DOCUMENT EXTRACT >>
----------------
When the cool kids say “teacher X” is a pain, everyone agrees. Most don’t actually think she’s a pain, but there is harmony in being on the same page and the moment passes quickly. Sometimes it’s possible to get away with saying nothing, and that guilt weighs just a little less heavily afterwards. To speak up for teacher X would be unthinkable and draw all of the wrong attention. That moment would linger long into the future and result in some label or name that would be impossible to remove.
Some scripts and scenes are easily recognised – the above is one, and the back-to-school sighs and “oh no”, “dammit” or stronger is another. It’s been the same old story for a long time with just an occasional change to catch the eye. Until this year I don’t think I have seen a store promote back-to-school and Halloween simultaneously! I’m also convinced I have never seen a greater variety of schoolbags – young children cannot possibly benefit from the pressure of such choice. Not to mention the low-hanging fruit of the teasing that comes with having the wrong bag. A high price can be paid at school for choices made at home, perhaps by home. After all, who among us is as cool when we are with our parents as we are with our peers?
Complaining about going back to school has always been a thing, and to a point it is healthy to bemoan the end of a summer filled with lie-ins and devoid of obligations. A new academic year also brings the training sessions and fixtures of the many sports and activities young people enjoy, and which ease off or come to a complete stop in summer. Our social scene widens again, bringing so much more to observe and for our inner circle to dissect and chew over.
There are many people we don’t consciously cross paths with over the break but who feature heavily on the agenda of who we talk about. The plot lines would run dry quickly if we had to depend on social media for updates. We are hard-wired for connection, and returning to school reconnects us. This is a wonderful thing, but perhaps it isn’t cool to say that.
We also thrive on structure and routine. Given that plenty of adults struggle to achieve effective routines when the structured timetable dissolves, what chance do youngsters have? While plenty of young people work summer jobs and this keeps things somewhat on track, many don’t and their long, lazy summer must fade into the background for bags to be packed and bells to ring. Another beautiful thing, especially if the alternative is being conditioned to lounging around at one’s own pace when so young.
And being up (early) and moving purposefully through the day as we follow the timetable means we achieve the mental and physical stimulation that livens the mind and burns the calories. This full-on engagement with school, indeed life itself, brings with it a full range of emotions. On any given day in school I laugh uproariously at the clown in the staffroom as we teachers come together to release some of the strain of the teaching day. That’s not to say that within the hour I won’t be at a meeting with some of those same colleagues, desperately trying to understand their perspective.
----------------
STUDY MATERIAL >>
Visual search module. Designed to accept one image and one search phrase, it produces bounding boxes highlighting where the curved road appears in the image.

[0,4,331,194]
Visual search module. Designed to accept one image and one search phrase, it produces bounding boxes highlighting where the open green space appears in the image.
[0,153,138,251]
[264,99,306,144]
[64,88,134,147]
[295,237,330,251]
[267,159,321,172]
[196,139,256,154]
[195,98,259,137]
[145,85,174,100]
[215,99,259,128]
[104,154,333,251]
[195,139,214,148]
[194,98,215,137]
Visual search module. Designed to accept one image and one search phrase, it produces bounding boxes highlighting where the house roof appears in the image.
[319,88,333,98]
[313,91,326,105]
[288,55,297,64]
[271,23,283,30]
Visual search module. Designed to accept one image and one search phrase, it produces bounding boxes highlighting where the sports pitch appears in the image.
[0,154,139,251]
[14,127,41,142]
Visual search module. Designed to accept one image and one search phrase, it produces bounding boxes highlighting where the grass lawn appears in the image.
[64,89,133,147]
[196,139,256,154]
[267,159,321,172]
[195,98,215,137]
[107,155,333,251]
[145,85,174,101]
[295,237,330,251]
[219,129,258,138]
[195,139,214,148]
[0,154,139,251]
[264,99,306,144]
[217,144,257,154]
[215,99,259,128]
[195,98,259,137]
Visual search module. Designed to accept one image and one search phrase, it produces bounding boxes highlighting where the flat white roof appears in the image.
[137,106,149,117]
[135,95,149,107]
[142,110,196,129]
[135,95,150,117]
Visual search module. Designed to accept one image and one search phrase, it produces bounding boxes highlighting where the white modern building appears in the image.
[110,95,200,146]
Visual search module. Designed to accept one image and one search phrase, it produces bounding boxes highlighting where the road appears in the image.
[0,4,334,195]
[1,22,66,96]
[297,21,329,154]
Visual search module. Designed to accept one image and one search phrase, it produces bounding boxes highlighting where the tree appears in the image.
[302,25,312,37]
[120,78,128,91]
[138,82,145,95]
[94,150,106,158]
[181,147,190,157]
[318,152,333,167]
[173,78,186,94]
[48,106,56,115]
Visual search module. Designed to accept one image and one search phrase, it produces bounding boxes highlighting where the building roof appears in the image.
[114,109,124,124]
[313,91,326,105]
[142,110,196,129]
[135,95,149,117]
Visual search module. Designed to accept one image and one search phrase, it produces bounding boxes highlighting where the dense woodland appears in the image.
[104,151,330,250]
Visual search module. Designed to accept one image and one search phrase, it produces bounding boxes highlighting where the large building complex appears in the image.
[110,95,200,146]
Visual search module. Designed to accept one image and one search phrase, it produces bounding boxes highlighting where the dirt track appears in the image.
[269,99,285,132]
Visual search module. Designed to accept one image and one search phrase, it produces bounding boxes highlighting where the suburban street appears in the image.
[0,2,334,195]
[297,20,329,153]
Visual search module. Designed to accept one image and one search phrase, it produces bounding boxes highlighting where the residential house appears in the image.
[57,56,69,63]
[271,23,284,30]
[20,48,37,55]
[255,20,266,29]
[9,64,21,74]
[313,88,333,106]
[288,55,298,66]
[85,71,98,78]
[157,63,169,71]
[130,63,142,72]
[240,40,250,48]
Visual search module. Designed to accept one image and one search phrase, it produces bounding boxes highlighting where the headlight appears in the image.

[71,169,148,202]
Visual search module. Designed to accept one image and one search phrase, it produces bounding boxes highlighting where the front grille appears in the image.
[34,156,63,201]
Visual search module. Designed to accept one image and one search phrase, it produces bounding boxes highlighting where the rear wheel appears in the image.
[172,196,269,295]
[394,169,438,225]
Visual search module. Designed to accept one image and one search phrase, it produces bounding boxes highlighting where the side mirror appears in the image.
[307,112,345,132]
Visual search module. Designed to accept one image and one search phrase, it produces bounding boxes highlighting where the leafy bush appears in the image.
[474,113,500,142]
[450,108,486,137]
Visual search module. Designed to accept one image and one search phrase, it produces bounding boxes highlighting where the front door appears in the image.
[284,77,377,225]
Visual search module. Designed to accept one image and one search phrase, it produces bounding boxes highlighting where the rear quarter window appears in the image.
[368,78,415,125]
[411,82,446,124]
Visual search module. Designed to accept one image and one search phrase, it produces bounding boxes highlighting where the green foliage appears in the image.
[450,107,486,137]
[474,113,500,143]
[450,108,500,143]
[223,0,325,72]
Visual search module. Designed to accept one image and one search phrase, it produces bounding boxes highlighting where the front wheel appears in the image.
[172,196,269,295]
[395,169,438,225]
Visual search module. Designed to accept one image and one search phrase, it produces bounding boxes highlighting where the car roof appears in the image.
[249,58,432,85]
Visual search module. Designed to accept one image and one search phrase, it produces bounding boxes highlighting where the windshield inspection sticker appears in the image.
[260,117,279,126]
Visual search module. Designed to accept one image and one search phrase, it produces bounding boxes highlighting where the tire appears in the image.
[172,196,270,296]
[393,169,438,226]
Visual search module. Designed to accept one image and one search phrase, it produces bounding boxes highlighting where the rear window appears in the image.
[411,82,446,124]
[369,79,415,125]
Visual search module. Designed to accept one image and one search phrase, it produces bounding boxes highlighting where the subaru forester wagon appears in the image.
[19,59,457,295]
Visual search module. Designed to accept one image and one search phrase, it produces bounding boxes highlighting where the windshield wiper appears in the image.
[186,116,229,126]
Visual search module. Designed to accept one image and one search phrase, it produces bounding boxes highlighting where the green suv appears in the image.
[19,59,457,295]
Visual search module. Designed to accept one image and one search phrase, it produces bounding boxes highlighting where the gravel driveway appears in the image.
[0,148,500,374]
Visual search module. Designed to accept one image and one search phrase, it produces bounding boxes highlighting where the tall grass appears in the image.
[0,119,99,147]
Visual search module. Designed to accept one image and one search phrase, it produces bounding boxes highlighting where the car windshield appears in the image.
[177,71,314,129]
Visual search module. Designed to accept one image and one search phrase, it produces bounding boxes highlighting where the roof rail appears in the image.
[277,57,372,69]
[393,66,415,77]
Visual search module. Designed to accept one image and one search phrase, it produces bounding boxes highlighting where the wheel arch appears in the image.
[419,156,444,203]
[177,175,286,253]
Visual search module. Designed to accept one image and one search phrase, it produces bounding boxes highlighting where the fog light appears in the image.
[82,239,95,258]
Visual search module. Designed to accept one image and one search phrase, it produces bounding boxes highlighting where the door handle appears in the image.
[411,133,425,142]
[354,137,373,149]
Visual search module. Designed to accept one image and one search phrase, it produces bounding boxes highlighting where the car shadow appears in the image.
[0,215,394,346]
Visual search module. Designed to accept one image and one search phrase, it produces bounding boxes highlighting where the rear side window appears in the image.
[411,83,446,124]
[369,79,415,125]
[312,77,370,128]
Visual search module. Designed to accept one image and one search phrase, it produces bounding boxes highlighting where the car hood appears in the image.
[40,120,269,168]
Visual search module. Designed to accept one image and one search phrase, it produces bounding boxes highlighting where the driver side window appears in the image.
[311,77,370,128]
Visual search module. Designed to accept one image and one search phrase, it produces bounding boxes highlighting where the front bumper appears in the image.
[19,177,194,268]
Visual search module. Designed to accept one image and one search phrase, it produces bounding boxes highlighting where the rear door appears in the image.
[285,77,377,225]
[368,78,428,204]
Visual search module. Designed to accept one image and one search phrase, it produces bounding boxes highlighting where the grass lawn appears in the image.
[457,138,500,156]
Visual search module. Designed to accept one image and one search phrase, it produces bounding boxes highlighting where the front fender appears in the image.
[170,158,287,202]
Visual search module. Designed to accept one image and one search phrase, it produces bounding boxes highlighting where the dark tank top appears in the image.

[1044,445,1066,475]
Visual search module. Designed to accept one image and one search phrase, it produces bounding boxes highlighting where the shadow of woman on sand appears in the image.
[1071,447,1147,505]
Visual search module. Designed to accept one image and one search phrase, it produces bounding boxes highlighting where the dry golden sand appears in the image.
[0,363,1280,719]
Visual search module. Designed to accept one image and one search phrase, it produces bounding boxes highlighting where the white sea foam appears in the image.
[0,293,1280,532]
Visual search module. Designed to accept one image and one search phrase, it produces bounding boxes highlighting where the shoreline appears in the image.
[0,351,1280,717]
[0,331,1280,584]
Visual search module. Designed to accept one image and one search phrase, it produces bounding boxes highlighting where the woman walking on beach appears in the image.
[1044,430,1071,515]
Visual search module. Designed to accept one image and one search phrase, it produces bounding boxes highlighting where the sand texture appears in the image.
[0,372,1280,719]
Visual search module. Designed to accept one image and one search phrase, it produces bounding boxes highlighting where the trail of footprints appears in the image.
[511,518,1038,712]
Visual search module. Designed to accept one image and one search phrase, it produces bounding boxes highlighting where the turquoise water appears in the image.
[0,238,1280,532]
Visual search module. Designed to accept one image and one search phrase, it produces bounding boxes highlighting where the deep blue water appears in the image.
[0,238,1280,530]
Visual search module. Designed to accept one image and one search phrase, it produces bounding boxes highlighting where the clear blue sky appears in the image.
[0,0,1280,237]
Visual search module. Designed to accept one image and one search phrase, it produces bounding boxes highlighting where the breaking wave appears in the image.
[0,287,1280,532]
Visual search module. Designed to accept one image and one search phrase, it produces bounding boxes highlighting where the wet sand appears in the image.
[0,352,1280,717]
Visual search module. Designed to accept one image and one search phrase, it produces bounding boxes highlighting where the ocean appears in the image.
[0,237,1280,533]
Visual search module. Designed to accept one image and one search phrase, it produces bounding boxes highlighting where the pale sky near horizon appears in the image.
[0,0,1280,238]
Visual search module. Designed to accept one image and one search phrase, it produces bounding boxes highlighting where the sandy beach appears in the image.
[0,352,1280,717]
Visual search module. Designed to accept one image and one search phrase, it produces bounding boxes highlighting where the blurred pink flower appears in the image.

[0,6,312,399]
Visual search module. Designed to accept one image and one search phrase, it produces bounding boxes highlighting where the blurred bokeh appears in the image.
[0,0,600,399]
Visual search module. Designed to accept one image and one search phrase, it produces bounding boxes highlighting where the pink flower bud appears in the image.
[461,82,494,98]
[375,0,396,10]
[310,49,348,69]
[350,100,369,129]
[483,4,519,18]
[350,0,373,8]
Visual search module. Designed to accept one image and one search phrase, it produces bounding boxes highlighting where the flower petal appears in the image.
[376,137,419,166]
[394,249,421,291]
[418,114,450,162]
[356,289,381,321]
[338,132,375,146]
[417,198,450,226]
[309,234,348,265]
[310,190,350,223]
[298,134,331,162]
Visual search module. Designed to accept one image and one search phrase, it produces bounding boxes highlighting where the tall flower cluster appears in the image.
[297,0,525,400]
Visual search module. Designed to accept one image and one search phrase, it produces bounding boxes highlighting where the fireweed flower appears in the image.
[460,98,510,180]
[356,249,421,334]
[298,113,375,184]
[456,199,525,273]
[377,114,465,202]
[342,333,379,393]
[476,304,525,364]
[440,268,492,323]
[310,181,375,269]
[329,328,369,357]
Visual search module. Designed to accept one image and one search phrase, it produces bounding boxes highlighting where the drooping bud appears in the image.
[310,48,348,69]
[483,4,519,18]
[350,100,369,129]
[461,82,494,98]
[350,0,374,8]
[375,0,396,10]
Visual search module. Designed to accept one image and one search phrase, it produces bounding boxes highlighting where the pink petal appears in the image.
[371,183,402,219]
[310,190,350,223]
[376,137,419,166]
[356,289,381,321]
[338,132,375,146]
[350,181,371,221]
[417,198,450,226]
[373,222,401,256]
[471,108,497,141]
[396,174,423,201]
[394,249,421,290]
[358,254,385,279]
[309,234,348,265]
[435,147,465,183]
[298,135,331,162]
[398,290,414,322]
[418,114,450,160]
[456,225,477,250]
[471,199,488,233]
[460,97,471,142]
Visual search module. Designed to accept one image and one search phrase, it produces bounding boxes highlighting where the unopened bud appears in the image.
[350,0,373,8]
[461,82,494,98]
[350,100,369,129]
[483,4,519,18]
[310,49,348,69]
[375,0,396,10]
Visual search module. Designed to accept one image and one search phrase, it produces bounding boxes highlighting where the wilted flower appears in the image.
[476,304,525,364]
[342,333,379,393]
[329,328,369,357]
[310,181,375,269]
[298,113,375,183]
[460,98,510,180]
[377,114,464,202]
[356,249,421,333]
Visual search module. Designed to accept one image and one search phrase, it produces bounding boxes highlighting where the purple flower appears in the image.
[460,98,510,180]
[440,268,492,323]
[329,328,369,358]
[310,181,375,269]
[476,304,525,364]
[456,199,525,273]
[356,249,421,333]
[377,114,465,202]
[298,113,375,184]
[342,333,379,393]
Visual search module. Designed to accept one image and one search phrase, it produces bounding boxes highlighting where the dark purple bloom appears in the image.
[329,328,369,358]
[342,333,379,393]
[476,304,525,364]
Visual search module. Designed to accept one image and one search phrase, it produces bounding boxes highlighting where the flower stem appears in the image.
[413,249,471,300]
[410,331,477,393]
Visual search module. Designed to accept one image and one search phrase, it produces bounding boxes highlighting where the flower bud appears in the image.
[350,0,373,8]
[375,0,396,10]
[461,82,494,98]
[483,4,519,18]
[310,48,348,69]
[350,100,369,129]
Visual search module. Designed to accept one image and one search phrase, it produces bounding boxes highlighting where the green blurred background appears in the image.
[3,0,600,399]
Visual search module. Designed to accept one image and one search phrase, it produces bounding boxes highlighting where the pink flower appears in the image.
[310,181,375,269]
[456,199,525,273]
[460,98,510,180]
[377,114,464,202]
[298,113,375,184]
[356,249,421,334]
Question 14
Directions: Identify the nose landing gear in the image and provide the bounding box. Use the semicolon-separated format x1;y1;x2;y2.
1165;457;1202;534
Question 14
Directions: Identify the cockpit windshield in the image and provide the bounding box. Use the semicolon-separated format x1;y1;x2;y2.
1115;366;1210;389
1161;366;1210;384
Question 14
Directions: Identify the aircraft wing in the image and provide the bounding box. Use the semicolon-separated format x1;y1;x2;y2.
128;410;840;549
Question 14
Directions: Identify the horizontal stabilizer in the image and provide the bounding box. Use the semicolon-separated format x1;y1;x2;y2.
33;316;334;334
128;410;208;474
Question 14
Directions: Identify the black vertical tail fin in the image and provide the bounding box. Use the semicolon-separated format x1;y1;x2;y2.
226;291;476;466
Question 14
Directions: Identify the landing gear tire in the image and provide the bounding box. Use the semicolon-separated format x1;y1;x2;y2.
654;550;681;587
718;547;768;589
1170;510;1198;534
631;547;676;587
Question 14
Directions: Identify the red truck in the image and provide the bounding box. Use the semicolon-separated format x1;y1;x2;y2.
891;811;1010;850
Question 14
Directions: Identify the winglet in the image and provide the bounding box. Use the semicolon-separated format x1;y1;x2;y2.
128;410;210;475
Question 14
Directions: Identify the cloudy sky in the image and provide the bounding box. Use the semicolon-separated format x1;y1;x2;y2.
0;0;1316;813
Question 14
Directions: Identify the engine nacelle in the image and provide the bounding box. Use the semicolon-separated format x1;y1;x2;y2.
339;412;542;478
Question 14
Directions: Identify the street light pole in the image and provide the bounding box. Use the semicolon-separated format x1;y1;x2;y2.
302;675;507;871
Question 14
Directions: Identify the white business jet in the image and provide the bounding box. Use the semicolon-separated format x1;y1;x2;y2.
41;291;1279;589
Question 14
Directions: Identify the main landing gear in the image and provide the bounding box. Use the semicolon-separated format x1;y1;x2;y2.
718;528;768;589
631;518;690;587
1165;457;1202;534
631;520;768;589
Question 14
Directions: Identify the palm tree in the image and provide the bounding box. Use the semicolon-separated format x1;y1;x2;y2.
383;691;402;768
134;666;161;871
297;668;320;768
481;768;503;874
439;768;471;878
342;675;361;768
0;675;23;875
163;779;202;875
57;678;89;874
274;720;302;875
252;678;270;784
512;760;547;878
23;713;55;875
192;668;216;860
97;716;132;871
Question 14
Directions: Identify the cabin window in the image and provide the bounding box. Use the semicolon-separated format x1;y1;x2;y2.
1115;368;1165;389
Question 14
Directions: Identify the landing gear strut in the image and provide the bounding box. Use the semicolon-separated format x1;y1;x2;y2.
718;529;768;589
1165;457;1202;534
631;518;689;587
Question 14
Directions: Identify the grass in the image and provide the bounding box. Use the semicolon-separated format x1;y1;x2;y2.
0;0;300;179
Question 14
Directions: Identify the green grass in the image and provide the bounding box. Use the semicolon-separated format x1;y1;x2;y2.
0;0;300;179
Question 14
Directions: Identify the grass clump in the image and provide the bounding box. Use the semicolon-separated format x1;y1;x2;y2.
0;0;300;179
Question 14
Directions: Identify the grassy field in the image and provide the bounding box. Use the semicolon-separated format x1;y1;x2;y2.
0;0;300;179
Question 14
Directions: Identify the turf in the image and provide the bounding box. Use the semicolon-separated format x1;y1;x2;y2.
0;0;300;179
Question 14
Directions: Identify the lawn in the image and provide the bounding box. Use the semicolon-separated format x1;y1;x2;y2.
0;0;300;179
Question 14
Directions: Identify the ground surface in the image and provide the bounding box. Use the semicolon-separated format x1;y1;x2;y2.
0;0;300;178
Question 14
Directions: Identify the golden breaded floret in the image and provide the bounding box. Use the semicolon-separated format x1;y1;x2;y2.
----------------
WORK TASK A >> List each distinct phrase that appears inside quotation marks in the back-to-school essay above the listing.
WORK TASK B >> Repeat the part of the back-to-school essay starting with "When the cool" and going on through "impossible to remove.".

WRITTEN SOLUTION A >>
teacher X
oh no
dammit

WRITTEN SOLUTION B >>
When the cool kids say “teacher X” is a pain, everyone agrees. Most don’t actually think she’s a pain, but there is harmony in being on the same page and the moment passes quickly. Sometimes it’s possible to get away with saying nothing, and that guilt weighs just a little less heavily afterwards. To speak up for teacher X would be unthinkable and draw all of the wrong attention. That moment would linger long into the future and result in some label or name that would be impossible to remove.